* Given text *
# # #

Unfortunately my symptoms got much more severe about half way through May. I was sitting at my computer and I got up to go try and get Pickles out of the window (I do not condone yapping at midnight!) and about halfway there I lost all feeling in my legs after a brief moment where I felt like -every- nerve in them had gone off. I couldn’t get up off of the ground immediately and it took me about 3 minutes until I could get back to my chair. For the next two weeks I was in so much pain that I really didn’t leave my house and certainly could not make it to class. My regular doctor finally admited that since it wasn’t MS (which we had found out officially 2 weeks earlier) that with the new severe pain that she should have me tested for fibro myalgia. Why is this significant information? Because I’d been calling on and off for 2 weeks trying to get her to give me a recommendation for a rhumetologist so I could see if it was Fibro in the first place but she was insisting this was all being caused by a mixture of carpal tunnel (in my hands, which only hand minor numbness and weariness at this point, and certainly nothing comparative to the numbness and weariness in my legs even post collapsing). I was finally put on painkillers to control the pain and after a few days of being a bit loopy was able to return to school, unfortunately I had another pain episode that was, honestly quite a bit worse a month later that caused a devistating blow to my summer classes participation grade, because apparently two doctor’s notes, an e-mail from the school, proof I’m on painkillers, and not being able to walk is not a good enough excuse to miss a freshmen level course that I still got an 88% in based off my exams/papers (I however recieved a C+ because my attendence grade was dropped a full letter for missing 3 classes).

# # #

* Record extracts *
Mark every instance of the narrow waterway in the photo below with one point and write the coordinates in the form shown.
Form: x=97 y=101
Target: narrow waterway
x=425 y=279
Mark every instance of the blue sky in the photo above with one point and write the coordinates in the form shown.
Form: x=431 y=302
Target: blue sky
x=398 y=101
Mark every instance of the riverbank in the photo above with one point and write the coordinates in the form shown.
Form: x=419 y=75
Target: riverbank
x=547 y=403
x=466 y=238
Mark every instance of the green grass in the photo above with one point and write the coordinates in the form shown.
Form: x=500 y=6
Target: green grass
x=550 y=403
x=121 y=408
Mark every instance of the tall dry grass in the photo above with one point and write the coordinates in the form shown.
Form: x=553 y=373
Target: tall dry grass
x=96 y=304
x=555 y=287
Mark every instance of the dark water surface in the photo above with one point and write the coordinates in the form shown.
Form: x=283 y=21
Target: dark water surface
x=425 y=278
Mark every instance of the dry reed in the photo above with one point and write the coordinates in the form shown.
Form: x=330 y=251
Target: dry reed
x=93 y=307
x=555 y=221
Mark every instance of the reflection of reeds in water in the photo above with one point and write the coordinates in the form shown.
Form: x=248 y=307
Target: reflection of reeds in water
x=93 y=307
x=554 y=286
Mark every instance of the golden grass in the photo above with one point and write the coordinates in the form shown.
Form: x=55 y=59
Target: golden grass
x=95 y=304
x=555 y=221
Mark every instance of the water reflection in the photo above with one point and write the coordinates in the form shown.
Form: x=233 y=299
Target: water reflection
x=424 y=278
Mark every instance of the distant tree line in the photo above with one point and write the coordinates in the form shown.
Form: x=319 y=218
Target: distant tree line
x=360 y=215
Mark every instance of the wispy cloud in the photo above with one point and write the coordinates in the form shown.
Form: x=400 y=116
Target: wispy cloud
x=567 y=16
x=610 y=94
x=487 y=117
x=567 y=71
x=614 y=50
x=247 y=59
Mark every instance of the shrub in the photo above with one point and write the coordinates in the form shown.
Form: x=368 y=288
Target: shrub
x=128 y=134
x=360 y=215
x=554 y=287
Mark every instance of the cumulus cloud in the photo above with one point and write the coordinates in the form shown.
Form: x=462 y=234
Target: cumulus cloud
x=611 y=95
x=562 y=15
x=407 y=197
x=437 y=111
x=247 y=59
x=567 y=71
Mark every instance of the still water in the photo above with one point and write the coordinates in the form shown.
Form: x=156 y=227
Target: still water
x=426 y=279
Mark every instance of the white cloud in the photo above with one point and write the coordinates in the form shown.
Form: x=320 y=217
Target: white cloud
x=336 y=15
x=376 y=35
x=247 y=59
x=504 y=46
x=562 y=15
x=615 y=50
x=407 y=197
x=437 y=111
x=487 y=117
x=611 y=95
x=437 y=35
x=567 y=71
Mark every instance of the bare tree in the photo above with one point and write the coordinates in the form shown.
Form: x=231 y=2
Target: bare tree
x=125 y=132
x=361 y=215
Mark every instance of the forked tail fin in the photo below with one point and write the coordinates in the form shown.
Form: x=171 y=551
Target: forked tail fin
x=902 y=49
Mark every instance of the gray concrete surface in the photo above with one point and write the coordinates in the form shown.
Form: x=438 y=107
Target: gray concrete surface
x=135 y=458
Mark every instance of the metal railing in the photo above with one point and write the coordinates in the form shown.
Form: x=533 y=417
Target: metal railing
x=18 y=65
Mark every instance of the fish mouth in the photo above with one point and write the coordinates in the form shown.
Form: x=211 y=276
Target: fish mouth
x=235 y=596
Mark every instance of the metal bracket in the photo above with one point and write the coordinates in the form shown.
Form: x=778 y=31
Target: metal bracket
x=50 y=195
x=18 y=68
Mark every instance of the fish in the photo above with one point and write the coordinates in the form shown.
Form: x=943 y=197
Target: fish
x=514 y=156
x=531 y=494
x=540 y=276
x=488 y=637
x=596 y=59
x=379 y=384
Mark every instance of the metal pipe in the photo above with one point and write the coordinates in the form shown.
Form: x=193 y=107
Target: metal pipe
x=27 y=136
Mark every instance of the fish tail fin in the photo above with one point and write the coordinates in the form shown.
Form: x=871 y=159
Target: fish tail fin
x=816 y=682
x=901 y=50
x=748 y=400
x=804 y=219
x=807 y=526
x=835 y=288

# # #

* Work task 1 *
Please rewrite the paragraph of the symptom account that begins "Unfortunately my symptoms got much more severe" more briefly, keeping its main facts.
* Work task 2 *
Carry on the symptom account from the point where it stops.
You don't need the items.

* Response 1 *
Around mid-May my symptoms got much worse. One night, as I got up to get Pickles out of the window, every nerve in my legs seemed to fire and then I lost all feeling in them. It took about 3 minutes to get back to my chair. For the next two weeks the pain kept me at home and out of class. My regular doctor had spent two weeks blaming carpal tunnel and not giving me a referral to a rheumatologist. She finally agreed to have me tested for fibromyalgia, since MS had been officially ruled out two weeks earlier. Painkillers let me return to school after a few loopy days. A worse pain episode a month later made me miss 3 summer classes. Despite two doctor's notes, an e-mail from the school, proof of painkillers and being unable to walk, my attendance grade dropped a full letter. I got a C+ in a freshman course where my exams and papers earned 88%.

* Response 2 *
Unfortunately no matter how many places I looked for and called in the Chicago area, no one could see me prior to September 16th. For awhile it looked like I wasn’t going to get diagnosed until I returned from London, thankfully though after I returned to spend the remained of my summer with my Mother at the end of August a doctor in Daytona Beach was able to fit me in.
Diagnosis: Fibro Myalgia and a slight allergy to milk that I was previously unaware of but apparently that’s why it was making me a bit phlegmy.
I can’t not express enough how relieving it is to have a diagnosis, now I can go to my school and officially get academic consideration and assistance because of it and no longer just simply be at the mercy of whether a teacher wants to be understanding or think I’m a liar who is just hungover (yes, I’ve had that said to me over the course of this by a professor).
Well, I think that’s enough for today. In the next few days you’ll get a 100% good post, promise! I have loads of updates about what I’m doing in school now that I’m dying to share with everyone but I thought I at least owed the people who read my blog and follow my tumblr an explaining of why I mostly disappeared off of the face of the Earth.